→ **DATA IN THIS EXERCISE**:
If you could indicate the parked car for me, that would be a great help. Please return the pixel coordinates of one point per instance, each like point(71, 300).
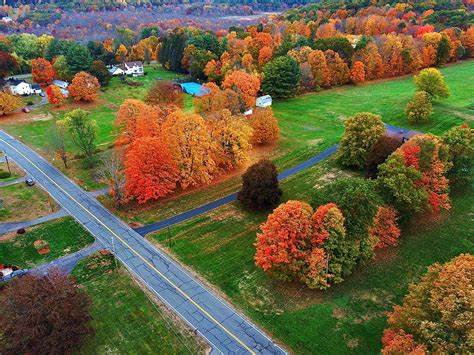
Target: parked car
point(30, 181)
point(17, 273)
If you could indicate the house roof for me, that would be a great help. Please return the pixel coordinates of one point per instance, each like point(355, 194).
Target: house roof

→ **EXERCISE DETAILS**: Taking the records above line by line, count those that hold the word "instance"; the number is the entire answer.

→ **TASK OUTPUT**: 2